Excerpt to read:
'''
Nobody walks into a relationship, friendship, or family thinking, "Right, I'm about to be completely rearranged from the inside out."

We don't expect to be changed by another human being on that level. We expect to be loved, supported, understood, or at the very least, left alone to be ourselves.

But narcissists? They have a special talent. They get inside your wiring and start unscrewing things you didn't even know were there.

And here's the kicker. It doesn't matter what flavor of narcissist we're talking about. Parent, partner, friend, sibling, boss, that woman at church who somehow runs everything. Any of them can do this.

Any of them can take the person you were going to be, and quietly swap them out for someone smaller, more anxious, more guarded.

Can you heal? Yes. A hundred times yes. But will some part of you forever carry the fingerprints of that person? Also yes. And that, I think, is the cruelest thing about them. Not the shouting. Not the silent treatment. The fact that they leave a permanent dent.

When the narcissist is the first face you ever loved

Familiar doesn't mean safe. It just means familiar. A kid doesn't have the vocabulary to know the difference.

If you were raised by a narcissist, you spent your childhood reading the weather. Was Mum okay today? Is Dad in one of those moods? Better not ask for help with homework, he hates that. Better not bring a friend home, she'll embarrass me again.
'''
Coordinate annotation entries:
'''
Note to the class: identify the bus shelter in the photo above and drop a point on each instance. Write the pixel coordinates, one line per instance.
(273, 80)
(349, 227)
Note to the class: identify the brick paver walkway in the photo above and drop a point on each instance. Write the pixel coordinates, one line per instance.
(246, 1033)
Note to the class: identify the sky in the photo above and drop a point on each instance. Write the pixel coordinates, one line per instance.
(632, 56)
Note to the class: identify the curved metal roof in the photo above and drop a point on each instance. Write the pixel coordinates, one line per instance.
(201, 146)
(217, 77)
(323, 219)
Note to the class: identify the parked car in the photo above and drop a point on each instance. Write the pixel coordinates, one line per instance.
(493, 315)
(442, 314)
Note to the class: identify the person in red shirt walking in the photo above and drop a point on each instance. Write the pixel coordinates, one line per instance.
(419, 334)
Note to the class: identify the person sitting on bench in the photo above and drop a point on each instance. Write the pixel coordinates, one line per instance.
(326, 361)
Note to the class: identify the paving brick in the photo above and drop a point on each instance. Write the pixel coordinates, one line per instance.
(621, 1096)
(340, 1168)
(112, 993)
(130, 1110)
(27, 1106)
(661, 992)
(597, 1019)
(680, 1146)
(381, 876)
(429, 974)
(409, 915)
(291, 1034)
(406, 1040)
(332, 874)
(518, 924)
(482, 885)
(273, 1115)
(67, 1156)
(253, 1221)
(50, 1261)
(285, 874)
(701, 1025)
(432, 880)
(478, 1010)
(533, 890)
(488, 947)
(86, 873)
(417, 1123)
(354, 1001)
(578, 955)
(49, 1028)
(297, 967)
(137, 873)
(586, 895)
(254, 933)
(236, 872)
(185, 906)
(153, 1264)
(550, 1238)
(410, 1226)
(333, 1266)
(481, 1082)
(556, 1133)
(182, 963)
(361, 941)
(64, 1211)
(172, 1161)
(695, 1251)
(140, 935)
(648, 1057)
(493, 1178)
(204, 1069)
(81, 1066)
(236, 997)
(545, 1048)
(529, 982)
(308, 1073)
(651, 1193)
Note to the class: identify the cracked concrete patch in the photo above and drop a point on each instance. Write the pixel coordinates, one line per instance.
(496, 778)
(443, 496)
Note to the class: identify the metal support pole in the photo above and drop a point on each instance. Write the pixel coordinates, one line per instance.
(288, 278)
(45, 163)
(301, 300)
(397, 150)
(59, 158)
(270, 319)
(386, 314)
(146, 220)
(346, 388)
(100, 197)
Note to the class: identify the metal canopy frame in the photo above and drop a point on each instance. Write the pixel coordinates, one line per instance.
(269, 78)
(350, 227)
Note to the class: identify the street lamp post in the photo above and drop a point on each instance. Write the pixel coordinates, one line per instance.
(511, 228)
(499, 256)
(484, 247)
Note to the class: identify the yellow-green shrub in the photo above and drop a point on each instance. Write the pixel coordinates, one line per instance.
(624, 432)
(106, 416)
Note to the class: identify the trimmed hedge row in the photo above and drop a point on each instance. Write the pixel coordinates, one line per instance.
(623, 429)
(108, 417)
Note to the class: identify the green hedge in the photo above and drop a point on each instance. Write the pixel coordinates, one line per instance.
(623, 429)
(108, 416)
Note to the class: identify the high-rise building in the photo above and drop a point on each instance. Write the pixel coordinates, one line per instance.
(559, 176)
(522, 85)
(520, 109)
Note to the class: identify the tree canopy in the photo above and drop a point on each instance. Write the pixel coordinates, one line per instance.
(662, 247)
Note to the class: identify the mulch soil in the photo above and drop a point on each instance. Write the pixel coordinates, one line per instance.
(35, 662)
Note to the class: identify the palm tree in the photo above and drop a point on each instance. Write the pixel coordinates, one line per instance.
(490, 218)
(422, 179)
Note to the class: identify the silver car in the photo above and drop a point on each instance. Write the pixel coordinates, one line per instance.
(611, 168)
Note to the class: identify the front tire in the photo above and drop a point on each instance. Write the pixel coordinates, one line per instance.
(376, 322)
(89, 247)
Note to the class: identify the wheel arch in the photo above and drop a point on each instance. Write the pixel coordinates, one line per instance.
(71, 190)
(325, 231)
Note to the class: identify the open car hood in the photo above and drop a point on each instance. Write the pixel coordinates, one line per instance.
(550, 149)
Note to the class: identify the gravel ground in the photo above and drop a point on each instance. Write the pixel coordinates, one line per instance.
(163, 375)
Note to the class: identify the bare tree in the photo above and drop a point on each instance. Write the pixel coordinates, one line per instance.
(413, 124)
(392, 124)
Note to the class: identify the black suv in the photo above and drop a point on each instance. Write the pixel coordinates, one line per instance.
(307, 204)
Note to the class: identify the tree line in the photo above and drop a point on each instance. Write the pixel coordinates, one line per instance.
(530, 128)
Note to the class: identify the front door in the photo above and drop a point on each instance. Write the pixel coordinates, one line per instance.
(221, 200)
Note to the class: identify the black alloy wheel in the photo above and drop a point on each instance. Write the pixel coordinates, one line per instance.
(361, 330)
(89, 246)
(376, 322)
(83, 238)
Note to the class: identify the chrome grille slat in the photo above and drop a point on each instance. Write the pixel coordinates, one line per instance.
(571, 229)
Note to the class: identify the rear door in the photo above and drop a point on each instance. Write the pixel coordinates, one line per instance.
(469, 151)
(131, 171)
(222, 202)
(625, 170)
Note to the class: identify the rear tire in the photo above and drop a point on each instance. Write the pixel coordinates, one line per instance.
'''
Pick up the essay on how narcissists change the people close to them after its final sentence, and continue it in the same voice.

Exercise result:
You learn to soften your footsteps. You learn to be useful. You learn that love is a wage you earn, not a gift you're given. And if you're really paying attention, you start to notice that the wage gets cut whenever you grow a personality.

I had a client once tell me, "I didn't know other people's parents actually liked them. I thought everyone just tolerated their kids."

Can you imagine? She was thirty-four when she said that.

That's what happens when the narcissist is all you've ever known. You don't get to compare. You don't have a baseline. You just have whatever they gave you, and you build your entire understanding of relationships on top of it.

When you meet them as an adult

At least with this version, you remember who you were before.

You can flick back through old photos and go, "Look at me. Look at that smile. I had no idea what was coming."

In the beginning, they're magnetic. They're the answer to every question you'd been quietly asking. They listen. They remember the little things. They say, "Nobody has ever understood me like you do," and you melt because nobody has ever said that to you before either.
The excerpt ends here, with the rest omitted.